No peace talks are ever completely straightforward, but the process with
Jordan was very close to that. The main issues on the Jordanian side involved
ensuring a proper share of scarce water supplies; and dealing with Israel’s de
facto control of a fairly large area near the southern end of our border. A
number of kibbutzim and moshavim were farming the land there. But under the
post-1948 armistice, it had been allocated to Jordan. Israel’s priorities were to
put in place a fully open relationship of peace and cooperation, and to get
assurances Jordan would not allow its territory to be used by Palestinian groups
to launch terror attacks.

......

Problems to solve >>
**1.** In the passage on the Israel–Jordan peace talks, what assurance did Israel seek from Jordan?
**2.** Revise the passage on the Israel–Jordan peace talks from "No peace talks" up to and including "launch terror attacks.", changing "scarce" to "limited".
**3.** Extend the passage on the Israel–Jordan peace talks, picking up after its final sentence.
The rows play no part in the work here.

......

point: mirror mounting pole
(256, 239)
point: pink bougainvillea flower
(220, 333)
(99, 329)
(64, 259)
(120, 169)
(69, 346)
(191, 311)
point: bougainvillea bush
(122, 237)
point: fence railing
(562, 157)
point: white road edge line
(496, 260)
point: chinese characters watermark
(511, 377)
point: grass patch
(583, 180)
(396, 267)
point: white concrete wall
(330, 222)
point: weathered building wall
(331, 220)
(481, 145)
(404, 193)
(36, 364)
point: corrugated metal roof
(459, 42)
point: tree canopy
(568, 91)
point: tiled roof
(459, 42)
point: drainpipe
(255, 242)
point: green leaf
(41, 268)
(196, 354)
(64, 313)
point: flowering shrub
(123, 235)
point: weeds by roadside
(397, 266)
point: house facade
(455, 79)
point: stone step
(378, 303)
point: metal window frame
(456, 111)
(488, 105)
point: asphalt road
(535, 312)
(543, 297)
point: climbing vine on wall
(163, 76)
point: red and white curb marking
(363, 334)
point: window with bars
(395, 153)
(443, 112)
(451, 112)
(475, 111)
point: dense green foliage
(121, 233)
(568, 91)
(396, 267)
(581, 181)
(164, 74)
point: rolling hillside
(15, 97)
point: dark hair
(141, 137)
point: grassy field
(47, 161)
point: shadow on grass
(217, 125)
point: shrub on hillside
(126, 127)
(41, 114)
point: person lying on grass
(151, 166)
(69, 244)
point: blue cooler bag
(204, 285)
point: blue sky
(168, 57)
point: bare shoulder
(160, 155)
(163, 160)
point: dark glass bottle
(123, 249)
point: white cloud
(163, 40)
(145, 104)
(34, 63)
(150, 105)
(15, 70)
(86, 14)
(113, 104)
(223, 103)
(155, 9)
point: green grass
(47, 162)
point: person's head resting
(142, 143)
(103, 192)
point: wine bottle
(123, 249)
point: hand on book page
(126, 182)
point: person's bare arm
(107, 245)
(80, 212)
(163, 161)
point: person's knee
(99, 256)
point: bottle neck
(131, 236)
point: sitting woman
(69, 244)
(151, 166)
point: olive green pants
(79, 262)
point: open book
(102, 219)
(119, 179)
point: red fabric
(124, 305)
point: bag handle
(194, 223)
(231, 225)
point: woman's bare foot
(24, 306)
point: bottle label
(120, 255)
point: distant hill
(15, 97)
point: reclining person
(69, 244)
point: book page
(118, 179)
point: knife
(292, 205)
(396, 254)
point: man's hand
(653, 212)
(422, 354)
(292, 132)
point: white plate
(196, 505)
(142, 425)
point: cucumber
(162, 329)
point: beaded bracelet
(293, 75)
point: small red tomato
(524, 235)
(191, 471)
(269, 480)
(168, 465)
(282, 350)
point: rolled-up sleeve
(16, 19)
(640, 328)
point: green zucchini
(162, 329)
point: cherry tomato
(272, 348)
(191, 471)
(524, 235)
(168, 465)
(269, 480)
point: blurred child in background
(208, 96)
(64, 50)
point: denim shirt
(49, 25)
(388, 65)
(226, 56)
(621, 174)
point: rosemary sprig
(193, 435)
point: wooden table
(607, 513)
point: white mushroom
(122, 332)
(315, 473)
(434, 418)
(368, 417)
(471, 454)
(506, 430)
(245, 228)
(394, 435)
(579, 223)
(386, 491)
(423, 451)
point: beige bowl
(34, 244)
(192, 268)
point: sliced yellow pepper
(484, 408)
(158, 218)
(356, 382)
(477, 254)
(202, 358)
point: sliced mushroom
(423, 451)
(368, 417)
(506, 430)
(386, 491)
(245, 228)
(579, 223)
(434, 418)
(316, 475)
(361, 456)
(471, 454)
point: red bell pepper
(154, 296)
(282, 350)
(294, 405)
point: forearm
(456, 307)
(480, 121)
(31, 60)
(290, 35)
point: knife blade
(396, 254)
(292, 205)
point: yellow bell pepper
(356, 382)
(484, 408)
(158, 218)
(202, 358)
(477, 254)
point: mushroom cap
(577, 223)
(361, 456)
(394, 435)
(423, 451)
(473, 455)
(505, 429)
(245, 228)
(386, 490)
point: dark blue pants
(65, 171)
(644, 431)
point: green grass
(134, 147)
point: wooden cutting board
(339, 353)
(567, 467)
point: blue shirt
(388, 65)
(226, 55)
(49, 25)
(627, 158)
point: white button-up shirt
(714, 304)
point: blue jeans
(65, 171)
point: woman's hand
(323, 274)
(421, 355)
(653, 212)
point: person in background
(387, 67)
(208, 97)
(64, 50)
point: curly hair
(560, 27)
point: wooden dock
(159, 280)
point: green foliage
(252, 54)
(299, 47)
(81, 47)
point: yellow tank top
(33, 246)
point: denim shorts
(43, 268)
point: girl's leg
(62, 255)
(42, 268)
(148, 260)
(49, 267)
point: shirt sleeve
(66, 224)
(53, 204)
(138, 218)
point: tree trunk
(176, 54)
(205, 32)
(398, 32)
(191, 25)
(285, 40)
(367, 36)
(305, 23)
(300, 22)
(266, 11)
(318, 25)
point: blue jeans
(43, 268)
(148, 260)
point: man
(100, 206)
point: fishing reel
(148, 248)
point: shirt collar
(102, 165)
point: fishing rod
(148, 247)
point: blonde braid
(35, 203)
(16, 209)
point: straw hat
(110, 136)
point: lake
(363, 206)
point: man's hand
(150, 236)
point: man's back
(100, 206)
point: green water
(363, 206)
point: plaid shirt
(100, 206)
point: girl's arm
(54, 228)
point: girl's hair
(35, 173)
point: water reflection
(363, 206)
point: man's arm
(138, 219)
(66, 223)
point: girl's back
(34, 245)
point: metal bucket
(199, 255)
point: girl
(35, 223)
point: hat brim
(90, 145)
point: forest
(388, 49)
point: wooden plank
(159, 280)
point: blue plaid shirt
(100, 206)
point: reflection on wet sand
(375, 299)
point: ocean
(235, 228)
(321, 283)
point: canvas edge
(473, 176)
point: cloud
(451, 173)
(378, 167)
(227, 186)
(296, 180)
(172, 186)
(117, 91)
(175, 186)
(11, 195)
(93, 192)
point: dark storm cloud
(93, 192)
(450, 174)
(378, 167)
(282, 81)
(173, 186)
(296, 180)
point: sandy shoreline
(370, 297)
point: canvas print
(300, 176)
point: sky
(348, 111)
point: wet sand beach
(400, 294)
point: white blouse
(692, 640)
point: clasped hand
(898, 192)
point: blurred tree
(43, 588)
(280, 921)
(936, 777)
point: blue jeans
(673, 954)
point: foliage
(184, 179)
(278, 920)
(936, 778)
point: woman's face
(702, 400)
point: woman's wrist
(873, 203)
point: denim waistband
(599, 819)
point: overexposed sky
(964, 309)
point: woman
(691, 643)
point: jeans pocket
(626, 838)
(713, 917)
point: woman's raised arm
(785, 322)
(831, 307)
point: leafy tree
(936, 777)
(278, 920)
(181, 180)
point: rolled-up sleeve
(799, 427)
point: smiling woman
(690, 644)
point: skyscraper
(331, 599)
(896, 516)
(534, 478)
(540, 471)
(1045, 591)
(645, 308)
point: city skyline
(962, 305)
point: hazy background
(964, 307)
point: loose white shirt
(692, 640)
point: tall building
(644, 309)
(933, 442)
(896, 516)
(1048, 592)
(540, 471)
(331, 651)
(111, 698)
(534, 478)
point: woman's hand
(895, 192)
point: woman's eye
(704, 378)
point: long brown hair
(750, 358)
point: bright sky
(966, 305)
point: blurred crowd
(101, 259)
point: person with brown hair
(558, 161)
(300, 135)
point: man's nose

......

Results by task >>
**1.** That Jordan would not allow its territory to be used by Palestinian groups to launch terror attacks.

**2.**
No peace talks are ever completely straightforward, but the process with
Jordan was very close to that. The main issues on the Jordanian side involved
ensuring a proper share of limited water supplies; and dealing with Israel’s de
facto control of a fairly large area near the southern end of our border. A
number of kibbutzim and moshavim were farming the land there. But under the
post-1948 armistice, it had been allocated to Jordan. Israel’s priorities were to
put in place a fully open relationship of peace and cooperation, and to get
assurances Jordan would not allow its territory to be used by Palestinian groups
to launch terror attacks.

**3.**
I was struck by how much more easily compromises can be found if you
truly trust the party on the other side. From my earlier meeting with Hussein in
England, before the Gulf War, I’d been impressed by the king’s thoughtful and
measured, yet warm and open, demeanor. That, in itself, inspired trust. But ever
since 1967, even in times of high tension, Israel and Jordan had kept open secret
lines of communication, and both sides had generally demonstrated a shared
desire, and ability, to steer clear of conflict. The main trade-off in the search for
a formal peace turned out to be not too difficult. We agreed to ensure water
provision, and to accept Jordanian sovereignty over the 1949 armistice area, in
return for which the king allowed the Israelis who had been working the land to
stay in place as lessees. On the final Wednesday of October 1994, near our
border crossing in the Arava desert, | watched as Rabin, King Hussein, and
President Clinton formally seal the full “Treaty of Peace Between the State of
Israel and the Hashemite Kingdom of Jordan.”